● **Task details**: All of the entries should be written out again exactly.

● **Records for processing**:
* * *

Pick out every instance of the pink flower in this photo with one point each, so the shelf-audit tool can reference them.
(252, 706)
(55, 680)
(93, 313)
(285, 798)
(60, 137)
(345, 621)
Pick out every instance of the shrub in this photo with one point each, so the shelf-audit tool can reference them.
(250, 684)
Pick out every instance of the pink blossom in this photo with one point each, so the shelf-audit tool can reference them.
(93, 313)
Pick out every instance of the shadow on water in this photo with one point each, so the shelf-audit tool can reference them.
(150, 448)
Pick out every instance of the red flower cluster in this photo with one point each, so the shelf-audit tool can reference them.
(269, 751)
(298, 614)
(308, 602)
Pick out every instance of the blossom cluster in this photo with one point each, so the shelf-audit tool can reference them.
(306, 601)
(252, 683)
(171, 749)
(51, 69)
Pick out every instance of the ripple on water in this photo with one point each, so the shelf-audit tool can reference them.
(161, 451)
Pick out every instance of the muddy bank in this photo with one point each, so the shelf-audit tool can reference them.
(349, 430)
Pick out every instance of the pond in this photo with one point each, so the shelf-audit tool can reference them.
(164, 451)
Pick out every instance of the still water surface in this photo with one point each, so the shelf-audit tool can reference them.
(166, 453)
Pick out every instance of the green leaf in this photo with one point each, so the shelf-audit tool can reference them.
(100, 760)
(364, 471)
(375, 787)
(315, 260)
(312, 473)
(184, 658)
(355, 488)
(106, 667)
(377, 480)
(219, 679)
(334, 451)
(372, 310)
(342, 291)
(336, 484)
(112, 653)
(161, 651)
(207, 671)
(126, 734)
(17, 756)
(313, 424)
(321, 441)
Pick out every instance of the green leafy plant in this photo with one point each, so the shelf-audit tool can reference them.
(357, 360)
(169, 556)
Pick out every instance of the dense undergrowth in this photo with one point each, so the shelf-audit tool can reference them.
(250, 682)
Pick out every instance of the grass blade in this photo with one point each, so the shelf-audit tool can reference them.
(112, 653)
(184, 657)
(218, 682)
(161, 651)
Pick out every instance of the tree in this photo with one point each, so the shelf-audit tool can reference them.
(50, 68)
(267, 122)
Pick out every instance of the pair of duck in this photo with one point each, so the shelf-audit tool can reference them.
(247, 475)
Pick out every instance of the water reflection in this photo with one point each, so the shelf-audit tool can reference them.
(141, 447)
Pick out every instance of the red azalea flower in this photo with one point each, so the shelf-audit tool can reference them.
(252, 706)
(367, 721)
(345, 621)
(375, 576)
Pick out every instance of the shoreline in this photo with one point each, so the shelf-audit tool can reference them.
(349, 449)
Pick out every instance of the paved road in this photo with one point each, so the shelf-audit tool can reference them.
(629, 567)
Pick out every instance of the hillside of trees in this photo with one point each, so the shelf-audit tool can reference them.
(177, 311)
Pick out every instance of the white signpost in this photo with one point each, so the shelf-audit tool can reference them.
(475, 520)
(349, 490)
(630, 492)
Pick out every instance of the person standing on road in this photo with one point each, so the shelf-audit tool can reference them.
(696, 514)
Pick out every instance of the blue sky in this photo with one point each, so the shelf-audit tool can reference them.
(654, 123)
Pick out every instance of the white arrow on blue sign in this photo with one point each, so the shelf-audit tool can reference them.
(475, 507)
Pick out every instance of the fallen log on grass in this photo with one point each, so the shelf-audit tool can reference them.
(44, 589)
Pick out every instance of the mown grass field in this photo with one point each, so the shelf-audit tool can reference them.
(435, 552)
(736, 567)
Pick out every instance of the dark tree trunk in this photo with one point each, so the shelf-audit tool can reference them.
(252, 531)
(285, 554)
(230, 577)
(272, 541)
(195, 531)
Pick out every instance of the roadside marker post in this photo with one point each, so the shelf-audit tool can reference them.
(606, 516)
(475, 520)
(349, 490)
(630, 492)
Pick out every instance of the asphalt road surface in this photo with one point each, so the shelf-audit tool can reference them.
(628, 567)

* * *

● **Response**:
Pick out every instance of the pink flower in this photo with one point each, so the shelf-audit tool can reference them.
(252, 706)
(55, 680)
(93, 313)
(285, 798)
(60, 137)
(345, 621)
Pick out every instance of the shrub in this photo with one point each, so the shelf-audit tool can reference them.
(250, 684)
Pick out every instance of the pink blossom in this photo with one point each, so the shelf-audit tool can reference them.
(93, 313)
Pick out every instance of the shadow on water in this photo with one point each, so the shelf-audit tool can reference them.
(150, 448)
Pick out every instance of the red flower cluster in this photo with one point each, so the shelf-audit tool can reference them.
(269, 751)
(298, 614)
(308, 602)
Pick out every instance of the blossom cluster in this photo with one point each, so the shelf-audit tool can reference them.
(306, 601)
(252, 683)
(171, 749)
(51, 69)
Pick out every instance of the ripple on water in this photo with one point each, so the shelf-audit tool can reference them.
(161, 451)
Pick out every instance of the muddy bank in this photo with one point each, so the shelf-audit tool can reference them.
(349, 430)
Pick out every instance of the pond in this photo with one point each, so the shelf-audit tool can reference them.
(164, 451)
Pick out every instance of the still water surface in this photo with one point each, so the shelf-audit tool can reference them.
(166, 453)
Pick out every instance of the green leaf in this photo with one point each, so the shelf-audit tool can reference them.
(100, 760)
(364, 471)
(375, 787)
(315, 260)
(312, 473)
(184, 658)
(355, 488)
(106, 667)
(377, 480)
(219, 679)
(334, 451)
(372, 310)
(342, 291)
(336, 484)
(112, 653)
(161, 651)
(207, 671)
(126, 734)
(17, 756)
(313, 424)
(321, 441)
Pick out every instance of the green leafy plant in this photo with one point each, so the shelf-audit tool can reference them.
(357, 360)
(169, 556)
Pick out every instance of the dense undergrowth in this photo with one point each, so the shelf-audit tool can reference them.
(250, 682)
Pick out every instance of the grass blade in this photo with one point each, so the shelf-audit tool can reference them.
(112, 653)
(184, 657)
(218, 682)
(161, 651)
Pick out every instance of the tree in this photo with one point each, so the shelf-audit tool can reference them.
(50, 68)
(267, 122)
Pick out every instance of the pair of duck in this photo with one point each, so the shelf-audit tool can reference them.
(247, 475)
Pick out every instance of the water reflection in this photo with one point each, so the shelf-audit tool can reference them.
(141, 447)
Pick out every instance of the red azalea flower in this photo with one point each, so the shelf-audit tool can reference them.
(252, 706)
(367, 721)
(345, 621)
(375, 576)
Pick out every instance of the shoreline in this photo with one point each, so the shelf-audit tool can reference them.
(349, 449)
Pick out every instance of the paved road in this photo with one point each, so the shelf-audit tool can reference them.
(629, 567)
Pick out every instance of the hillside of trees in this photo with one point each, so the shelf-audit tool can reference them.
(177, 311)
Pick out every instance of the white signpost in this photo with one point each, so the shelf-audit tool can reference them.
(475, 520)
(349, 490)
(630, 492)
Pick out every instance of the person standing on road in this photo with one point each, so the shelf-audit tool can reference them.
(696, 514)
Pick out every instance of the blue sky in this photo with one point each, so the shelf-audit tool can reference them.
(654, 123)
Pick out every instance of the white arrow on blue sign in this photo with one point each, so the shelf-audit tool can reference them.
(475, 507)
Pick out every instance of the fallen log on grass in this photo with one point each, so the shelf-audit tool can reference them.
(44, 589)
Pick out every instance of the mown grass field in this photo with one point each, so the shelf-audit tool can reference them.
(435, 552)
(736, 567)
Pick out every instance of the dark tree trunk in this photo with one point each, so the shelf-audit tool can reference them.
(252, 531)
(285, 554)
(230, 577)
(272, 541)
(195, 531)
Pick out every instance of the roadside marker post in this photo with one point each, so the shelf-audit tool can reference them.
(606, 516)
(475, 520)
(349, 490)
(630, 492)
Pick out every instance of the asphalt road surface in this photo with one point each, so the shelf-audit tool can reference them.
(628, 567)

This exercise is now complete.